** Task objective **
Write the next part of the passage on the electrostatic spray device and its cartridges, starting after its last sentence.

A voltage regulator 19 controls the input voltage to the motor 14a. The nominal voltage output from the voltage regulator can preferably be about 3.3 volts. To achieve the high speed, the speed selector switch 9 sends this full voltage directly to the motor. To achieve the low speed the speed selector switch sends this voltage through a voltage reducing device 50, for example, a Zener diode, which reduces the voltage supplied to the motor to preferably about 2.6 volts. This speed selector switch 9 could have a variety of forms, for example, it could be a toggle-type switch.

In the arrangement shown in FIG. 5, to permit the current to flow in only one direction a rectifier diode 51 is included. This rectifier diode 51 can prevent damage to the high voltage power supply from voltage being applied in the wrong direction and additionally prevent the high voltage power supply 1 from sending current to the drive motor 14a in the wrong direction. This can occur when the high voltage supply 1 has a capacitor that stores charge and then releases it back through the circuit, which can cause the drive motor 14 to turn in the reverse direction. A rectifier diode 51 is not needed if the possibility of these types of adverse situations are eliminated in other ways.

The current output from the high voltage power supply 1 can be limited by a variety of mechanisms. For example, it can limit its own output or, as shown in FIGS. 5 and 9, a resistor 52 can be placed in series with the power supply 1 output. The resistor 52 can preferably have a value of 1,000,000,000 ohms (1 gigaohm).

To help avoid electrostatic shock to the user and to aid in the dispersal of the product, a ground contact 53 can establish a ground between the device circuits and the user. This ground can prevent the building-up of potential between the user and the device, which can result in an electrostatic shock to the device user. Further this ground can prevent charge from building-up on the skin of the user as the charged particles accumulate on the face of user, which charged particles on the skin could possibly repel additional product that is being applied to the same area. Therefore, when the user of the device is not the recipient of the product, such as in a salon setting, it can be advantageous for the recipient to remain in constant or occasional contact with the user of the device. Preferably, this ground contact 53 is integrated into, and/or is substantially adjacent to, the apply switch 8, wherein the user cannot energize the high-voltage power supply without simultaneously grounding herself to the device. The apply switch 8 can be made of metal and/or a conductive contact or a grounding electrode can be located next to the apply switch 8, for example.

FIG. 6 shows one embodiment of the inventive disposable cartridge 31. These cartridges 31 are designed to contain multiple applications of product, and to be easily removed from the device, and disposed by the user, once the cartridge product supply is substantially depleted or is no longer desired. A new cartridge 31, containing the same or different product, can then be easily inserted by the user into the device. Further, this type of inventive disposable cartridge 31 can have the additional benefit of having the spray nozzle 4 as a component of the cartridge 31 itself, rather than as part of the spraying device. This provides the user with a new clean, unclogged nozzle 4 each time a new cartridge 31 is installed into the device, thereby requiring less maintenance of the device, on the part of the user. However, it is also within the scope of at least one embodiment of the present invention that these cartridges 31 could potentially be designed such that the nozzle might be separate from, or part of, the device rather than part of the cartridge 31. Likewise, the electrode 3 could also be designed to be part of, or separate from, the device, rather than part of the cartridge 31. Further, it is also possible that the cartridges 31 could be designed to be refillable, rather than disposable.

** Dataset extract **
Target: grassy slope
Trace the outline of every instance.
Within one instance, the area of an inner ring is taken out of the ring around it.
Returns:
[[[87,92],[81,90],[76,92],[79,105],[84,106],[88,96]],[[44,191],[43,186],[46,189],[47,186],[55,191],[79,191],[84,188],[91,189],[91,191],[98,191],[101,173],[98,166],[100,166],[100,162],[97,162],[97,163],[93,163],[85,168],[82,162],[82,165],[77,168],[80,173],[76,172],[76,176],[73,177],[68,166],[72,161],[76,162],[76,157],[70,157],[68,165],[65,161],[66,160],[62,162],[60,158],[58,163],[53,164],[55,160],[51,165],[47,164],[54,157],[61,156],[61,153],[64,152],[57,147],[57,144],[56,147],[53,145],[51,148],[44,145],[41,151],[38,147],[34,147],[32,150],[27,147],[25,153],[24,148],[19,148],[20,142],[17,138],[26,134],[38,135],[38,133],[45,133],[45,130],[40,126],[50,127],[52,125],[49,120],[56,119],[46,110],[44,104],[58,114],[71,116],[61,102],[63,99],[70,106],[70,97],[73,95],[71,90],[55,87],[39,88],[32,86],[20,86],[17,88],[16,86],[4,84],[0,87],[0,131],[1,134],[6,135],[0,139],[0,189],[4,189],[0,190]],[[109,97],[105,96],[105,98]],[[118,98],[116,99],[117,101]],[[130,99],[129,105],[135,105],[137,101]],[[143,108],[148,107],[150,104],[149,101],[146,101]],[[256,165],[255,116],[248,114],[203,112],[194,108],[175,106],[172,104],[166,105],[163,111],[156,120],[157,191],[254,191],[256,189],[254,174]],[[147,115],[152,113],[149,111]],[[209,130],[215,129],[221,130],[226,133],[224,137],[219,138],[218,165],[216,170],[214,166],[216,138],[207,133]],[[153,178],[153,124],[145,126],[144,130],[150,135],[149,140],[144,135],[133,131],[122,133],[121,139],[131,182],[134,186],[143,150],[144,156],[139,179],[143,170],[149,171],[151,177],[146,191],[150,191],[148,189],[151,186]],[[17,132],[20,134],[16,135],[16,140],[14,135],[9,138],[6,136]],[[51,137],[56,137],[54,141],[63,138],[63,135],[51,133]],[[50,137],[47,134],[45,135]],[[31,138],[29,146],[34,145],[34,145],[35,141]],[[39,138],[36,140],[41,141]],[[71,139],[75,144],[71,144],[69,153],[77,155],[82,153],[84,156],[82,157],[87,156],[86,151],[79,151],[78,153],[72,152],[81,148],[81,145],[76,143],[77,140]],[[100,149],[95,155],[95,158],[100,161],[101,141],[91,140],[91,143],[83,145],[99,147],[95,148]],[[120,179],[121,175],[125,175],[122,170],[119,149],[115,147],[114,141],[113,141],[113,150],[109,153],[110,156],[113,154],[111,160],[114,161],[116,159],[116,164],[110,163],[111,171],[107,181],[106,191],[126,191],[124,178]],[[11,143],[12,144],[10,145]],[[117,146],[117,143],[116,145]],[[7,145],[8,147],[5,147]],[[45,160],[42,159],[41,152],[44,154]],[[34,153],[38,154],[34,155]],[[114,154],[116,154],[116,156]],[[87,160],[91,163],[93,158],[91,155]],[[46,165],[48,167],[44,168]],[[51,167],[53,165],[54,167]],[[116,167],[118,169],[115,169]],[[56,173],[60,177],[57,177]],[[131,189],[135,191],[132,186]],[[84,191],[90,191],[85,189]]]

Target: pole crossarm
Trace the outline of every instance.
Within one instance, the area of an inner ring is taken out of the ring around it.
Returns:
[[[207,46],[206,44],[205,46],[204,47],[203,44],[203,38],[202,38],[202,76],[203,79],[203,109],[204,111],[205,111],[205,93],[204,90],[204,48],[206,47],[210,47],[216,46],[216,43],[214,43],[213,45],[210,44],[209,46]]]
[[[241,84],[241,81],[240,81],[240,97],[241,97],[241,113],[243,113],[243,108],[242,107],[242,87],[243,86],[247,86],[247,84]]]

** Task result **
As shown in FIG. 6 and FIG. 7, in at least one embodiment, an insulator 60 can be disposed within the nozzle 4. The nozzle 4 can have a tip 4a (see FIG. 7). The insulator 60 can be substantially cylindrical in shape, with one end, disposed closest to the nozzle tip, having a conical tip portion 61. The opposite end of this insulator can have a substantially cylindrical portion 62, and a narrower substantially cylindrical portion 66 can be located between the two end portions, such that an annular shaped ledge 63 is formed between the two substantially cylindrical portions 62, 66. On this ledge 63 the electrode 3, having a substantially annular body portion 3a can be positioned around the exterior surface of the insulator 60, with the electrode extension leg 36 extending therefrom. As shown in FIG. 7, the wider end 62 of the insulator 60, which wider end 62 slightly tapers, and a portion of the electrode body 3a can be inserted onto a collar portion 10a of the casing 10 of the disposable cartridge 31. The exterior surface of the wider end 62 can serve as a plug, forming a plug seal 62a with the collar portion 10a. An annular rim on the electrode 3 as well as two substantially annular portions extending from this rim, serve as two plug seals 35, with one side forming a plug seal 35 sealing against a portion of the casing collar portion 10a, and the opposite side forming a second plug seal 35 sealing against a portion of the nozzle 4.

A very narrow product flow pathway or channel 64 runs through the center of the insulator 60. Channel 64 has a wider-channel-portion 64a on the end closest to reservoir 38. This wider-channel-portion 64a has a “neckdown” section 64b connecting it to channel 64, thereby preferably creating product turbulence at this point, as the product passes from the wider-channel-portion 64a to channel 64. The channel 64 serves to further restrict the flow of the product. Another channel or aperture 65 is disposed through the insulator 60, substantially transverse to channel 64. Aperture 65 serves to focus the charge from the electrode 3 through aperture 65 to the product as it moves past aperture 65, prior to the product being dispersed from the nozzle 4, thereby electrostatically charging the product. Aperture 65 is positioned within the insulator 60 at a distance substantially closer to the tip 4a of the nozzle 4, than to the product supply in reservoir 38. In this manner, namely, by restricting the product flow through channel 64, and positioning aperture 65 closer to the nozzle tip 4a, the electrical charge from the electrode 3 that travels back to the product supply in reservoir 38 can be minimized.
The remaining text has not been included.